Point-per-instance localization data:
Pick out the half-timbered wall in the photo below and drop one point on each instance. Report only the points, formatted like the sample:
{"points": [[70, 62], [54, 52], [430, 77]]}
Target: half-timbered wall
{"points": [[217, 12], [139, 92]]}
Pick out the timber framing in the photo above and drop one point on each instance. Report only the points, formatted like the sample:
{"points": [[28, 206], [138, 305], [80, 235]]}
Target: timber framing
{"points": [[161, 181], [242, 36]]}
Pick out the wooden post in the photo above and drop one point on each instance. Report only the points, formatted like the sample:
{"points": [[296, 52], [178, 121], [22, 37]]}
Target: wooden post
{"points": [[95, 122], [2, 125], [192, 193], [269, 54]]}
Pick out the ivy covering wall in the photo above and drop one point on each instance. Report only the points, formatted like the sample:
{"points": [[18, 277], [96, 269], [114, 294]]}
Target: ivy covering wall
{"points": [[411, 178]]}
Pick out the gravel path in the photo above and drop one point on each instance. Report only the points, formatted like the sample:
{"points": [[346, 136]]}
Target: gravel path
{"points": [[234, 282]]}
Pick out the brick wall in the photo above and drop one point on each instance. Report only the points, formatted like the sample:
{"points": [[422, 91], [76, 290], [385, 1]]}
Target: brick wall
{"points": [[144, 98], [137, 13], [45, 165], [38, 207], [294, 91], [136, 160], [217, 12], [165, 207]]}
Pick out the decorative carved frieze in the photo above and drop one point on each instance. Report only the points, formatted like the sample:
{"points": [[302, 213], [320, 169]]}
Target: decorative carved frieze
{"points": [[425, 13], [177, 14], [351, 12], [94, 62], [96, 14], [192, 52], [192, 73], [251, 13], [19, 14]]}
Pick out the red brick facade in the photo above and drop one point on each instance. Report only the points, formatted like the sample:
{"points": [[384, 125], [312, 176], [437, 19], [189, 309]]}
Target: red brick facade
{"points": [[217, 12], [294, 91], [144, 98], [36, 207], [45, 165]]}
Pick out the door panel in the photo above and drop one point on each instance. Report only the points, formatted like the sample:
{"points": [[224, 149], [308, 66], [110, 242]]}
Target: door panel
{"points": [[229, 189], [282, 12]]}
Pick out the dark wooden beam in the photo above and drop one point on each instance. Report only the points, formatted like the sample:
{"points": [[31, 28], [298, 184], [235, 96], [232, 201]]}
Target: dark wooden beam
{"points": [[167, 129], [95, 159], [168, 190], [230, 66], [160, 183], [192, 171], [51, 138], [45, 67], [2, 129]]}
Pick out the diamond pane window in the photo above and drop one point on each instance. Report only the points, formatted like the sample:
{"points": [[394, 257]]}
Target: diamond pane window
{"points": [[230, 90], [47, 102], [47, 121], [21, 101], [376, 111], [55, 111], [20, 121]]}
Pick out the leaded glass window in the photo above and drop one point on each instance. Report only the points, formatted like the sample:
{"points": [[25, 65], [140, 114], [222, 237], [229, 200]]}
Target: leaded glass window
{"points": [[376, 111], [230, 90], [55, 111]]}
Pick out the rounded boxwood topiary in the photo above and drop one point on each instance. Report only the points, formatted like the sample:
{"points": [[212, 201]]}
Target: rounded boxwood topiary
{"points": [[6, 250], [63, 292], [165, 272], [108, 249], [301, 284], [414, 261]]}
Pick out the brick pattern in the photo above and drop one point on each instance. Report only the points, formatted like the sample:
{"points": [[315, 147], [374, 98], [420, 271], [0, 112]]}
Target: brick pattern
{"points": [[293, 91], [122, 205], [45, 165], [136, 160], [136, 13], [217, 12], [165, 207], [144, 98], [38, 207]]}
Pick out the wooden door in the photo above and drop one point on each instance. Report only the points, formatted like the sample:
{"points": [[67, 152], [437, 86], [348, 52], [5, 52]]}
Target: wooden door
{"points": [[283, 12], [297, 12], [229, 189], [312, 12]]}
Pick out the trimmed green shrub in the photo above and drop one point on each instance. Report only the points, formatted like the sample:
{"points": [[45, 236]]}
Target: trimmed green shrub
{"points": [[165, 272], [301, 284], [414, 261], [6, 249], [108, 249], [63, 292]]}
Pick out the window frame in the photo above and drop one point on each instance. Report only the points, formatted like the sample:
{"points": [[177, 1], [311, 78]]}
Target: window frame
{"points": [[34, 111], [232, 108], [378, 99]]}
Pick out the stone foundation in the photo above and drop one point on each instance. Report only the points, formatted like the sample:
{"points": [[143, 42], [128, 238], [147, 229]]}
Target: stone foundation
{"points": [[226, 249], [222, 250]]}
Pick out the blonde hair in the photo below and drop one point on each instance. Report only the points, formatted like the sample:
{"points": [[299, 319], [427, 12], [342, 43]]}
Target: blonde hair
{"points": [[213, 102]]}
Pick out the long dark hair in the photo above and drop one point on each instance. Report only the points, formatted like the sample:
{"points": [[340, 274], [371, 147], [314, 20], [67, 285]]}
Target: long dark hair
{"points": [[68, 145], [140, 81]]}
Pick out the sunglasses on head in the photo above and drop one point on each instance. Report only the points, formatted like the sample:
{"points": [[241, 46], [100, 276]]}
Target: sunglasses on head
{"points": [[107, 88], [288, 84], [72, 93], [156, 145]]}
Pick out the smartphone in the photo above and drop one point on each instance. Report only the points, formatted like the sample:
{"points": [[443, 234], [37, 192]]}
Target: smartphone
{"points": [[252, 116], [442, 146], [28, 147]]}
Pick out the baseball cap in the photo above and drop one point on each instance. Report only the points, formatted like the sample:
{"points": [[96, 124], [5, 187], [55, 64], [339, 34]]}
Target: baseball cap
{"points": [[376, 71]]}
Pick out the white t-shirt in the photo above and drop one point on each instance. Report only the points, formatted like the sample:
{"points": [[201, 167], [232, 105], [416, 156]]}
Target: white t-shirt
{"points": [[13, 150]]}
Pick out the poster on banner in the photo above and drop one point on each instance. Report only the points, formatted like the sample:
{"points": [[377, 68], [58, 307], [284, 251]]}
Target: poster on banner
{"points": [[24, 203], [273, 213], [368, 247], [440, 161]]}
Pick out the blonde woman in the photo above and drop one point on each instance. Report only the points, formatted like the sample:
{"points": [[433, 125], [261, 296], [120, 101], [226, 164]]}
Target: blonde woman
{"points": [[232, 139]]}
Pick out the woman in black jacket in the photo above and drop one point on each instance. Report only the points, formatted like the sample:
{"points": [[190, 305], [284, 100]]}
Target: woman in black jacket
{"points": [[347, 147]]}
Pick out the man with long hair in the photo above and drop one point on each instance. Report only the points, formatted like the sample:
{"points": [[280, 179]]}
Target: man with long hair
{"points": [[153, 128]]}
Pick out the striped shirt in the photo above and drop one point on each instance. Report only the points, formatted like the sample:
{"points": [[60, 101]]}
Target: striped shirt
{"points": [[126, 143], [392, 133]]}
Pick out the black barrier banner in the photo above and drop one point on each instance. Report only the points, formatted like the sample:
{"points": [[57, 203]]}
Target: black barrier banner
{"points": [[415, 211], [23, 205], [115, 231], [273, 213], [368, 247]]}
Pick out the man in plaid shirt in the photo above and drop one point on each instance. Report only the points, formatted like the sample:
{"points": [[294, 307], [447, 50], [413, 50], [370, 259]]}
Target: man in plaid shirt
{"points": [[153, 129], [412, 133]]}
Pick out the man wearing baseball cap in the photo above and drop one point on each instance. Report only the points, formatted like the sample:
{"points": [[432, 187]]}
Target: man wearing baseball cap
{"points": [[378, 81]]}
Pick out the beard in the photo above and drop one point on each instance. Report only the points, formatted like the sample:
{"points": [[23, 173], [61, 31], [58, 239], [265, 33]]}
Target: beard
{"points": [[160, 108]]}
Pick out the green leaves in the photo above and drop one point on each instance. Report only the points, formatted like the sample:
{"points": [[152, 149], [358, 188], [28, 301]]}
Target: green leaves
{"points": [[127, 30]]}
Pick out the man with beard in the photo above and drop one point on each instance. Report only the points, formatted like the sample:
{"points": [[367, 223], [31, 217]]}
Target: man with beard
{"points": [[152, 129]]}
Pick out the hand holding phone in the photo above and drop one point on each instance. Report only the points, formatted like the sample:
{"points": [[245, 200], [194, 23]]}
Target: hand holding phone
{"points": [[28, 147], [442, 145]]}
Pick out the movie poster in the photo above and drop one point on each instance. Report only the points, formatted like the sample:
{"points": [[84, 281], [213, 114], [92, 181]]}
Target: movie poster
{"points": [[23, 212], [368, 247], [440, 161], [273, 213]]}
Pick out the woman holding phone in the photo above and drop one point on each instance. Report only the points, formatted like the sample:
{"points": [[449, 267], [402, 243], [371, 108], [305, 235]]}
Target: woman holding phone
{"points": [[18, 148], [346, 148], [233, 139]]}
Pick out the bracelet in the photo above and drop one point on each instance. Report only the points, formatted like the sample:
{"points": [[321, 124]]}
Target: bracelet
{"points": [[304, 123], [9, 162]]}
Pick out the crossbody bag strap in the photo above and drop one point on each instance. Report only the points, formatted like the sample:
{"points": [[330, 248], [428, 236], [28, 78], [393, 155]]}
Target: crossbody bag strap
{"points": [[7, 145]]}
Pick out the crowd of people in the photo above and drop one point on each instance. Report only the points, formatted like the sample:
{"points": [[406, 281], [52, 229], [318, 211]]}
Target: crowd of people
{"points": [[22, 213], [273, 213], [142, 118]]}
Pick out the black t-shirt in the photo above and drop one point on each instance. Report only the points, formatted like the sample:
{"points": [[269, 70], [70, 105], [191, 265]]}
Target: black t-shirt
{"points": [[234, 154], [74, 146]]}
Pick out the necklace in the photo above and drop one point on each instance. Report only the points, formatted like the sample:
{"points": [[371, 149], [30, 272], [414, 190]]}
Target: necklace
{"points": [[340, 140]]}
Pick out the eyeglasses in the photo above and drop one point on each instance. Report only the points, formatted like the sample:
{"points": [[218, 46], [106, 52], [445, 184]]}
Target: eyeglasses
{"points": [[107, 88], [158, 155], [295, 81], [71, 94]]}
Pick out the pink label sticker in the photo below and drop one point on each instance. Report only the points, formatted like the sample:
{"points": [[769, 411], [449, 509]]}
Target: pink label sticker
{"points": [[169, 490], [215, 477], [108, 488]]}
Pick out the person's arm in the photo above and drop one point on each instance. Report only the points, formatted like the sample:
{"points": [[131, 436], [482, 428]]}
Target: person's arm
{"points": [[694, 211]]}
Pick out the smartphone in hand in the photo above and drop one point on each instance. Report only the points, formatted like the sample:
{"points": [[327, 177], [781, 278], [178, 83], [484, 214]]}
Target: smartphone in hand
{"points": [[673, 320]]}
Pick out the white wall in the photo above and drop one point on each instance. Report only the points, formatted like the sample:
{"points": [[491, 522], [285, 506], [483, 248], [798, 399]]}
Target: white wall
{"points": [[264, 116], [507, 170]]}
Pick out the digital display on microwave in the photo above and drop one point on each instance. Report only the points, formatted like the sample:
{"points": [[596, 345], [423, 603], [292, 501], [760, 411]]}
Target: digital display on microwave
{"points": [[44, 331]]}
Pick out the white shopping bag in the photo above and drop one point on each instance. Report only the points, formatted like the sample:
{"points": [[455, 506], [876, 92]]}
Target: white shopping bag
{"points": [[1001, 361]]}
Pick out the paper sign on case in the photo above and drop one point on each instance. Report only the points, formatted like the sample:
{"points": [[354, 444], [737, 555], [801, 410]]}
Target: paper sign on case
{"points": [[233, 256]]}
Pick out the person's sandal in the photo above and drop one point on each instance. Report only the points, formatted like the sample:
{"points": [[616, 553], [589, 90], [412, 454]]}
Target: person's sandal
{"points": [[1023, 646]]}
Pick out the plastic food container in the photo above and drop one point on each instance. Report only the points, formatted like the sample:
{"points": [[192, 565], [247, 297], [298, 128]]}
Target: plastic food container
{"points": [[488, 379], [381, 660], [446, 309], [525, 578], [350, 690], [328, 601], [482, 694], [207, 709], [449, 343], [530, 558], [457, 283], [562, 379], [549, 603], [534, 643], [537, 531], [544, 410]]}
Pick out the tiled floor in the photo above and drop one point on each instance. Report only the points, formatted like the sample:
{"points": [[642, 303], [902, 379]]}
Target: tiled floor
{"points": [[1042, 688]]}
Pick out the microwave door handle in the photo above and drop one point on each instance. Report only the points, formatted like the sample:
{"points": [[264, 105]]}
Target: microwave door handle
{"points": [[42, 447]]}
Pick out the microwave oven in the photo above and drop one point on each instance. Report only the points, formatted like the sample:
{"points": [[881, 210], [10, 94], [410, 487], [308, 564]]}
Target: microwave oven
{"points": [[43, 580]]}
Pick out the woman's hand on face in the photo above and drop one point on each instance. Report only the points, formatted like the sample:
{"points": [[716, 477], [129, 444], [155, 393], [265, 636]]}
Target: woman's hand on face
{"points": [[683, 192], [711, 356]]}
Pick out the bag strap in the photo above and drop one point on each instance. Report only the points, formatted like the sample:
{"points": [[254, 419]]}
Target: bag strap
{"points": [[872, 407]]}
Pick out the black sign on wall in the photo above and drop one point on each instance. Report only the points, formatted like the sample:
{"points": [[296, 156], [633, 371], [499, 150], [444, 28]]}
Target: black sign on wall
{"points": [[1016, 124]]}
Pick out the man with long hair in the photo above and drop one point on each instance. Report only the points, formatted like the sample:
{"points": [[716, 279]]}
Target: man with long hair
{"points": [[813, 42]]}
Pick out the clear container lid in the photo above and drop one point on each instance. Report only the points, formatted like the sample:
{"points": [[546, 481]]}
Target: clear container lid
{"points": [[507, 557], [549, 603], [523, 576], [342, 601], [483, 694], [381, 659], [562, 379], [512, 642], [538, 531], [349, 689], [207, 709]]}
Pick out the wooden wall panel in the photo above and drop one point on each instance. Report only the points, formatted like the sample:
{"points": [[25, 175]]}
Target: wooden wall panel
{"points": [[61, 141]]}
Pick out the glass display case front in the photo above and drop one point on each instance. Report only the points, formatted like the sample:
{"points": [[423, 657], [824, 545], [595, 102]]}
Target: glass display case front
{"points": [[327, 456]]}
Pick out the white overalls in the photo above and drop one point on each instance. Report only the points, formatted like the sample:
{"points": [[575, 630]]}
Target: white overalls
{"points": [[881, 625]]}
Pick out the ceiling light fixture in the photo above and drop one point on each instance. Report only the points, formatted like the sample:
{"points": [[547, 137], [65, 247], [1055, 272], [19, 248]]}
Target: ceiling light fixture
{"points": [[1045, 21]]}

Task description:
Every line above from the line with "Pick out the black t-shirt" to the line with "Pick out the smartphone in hand" is wanted, ends included; write them out exactly and add no other line.

Exercise answer:
Pick out the black t-shirt in the photo above and drop one point on each instance. Report only the points, formatted like the sample:
{"points": [[269, 70], [70, 105], [191, 265]]}
Target: black t-shirt
{"points": [[234, 154], [74, 146]]}
Pick out the necklace in the photo above and drop one point on each instance. Report only the points, formatted like the sample:
{"points": [[371, 149], [30, 272], [414, 190]]}
Target: necklace
{"points": [[340, 140]]}
Pick out the eyeglasses in the photo above and drop one point on each instance. Report only the points, formatted like the sample:
{"points": [[218, 46], [106, 52], [445, 184]]}
Target: eyeglasses
{"points": [[107, 88], [158, 155], [295, 81], [71, 94]]}
Pick out the pink label sticker in the photo below and drop one point on each instance. Report only the points, formatted like the sample:
{"points": [[769, 411], [449, 509]]}
Target: pink label sticker
{"points": [[169, 490], [215, 477], [108, 488]]}
Pick out the person's arm in the photo above and drop one point on each instance. Report only the points, formatted like the sample:
{"points": [[131, 436], [482, 428]]}
Target: person's arm
{"points": [[694, 211]]}
Pick out the smartphone in hand in the photo above and drop one point on each instance. Report only the points, formatted like the sample:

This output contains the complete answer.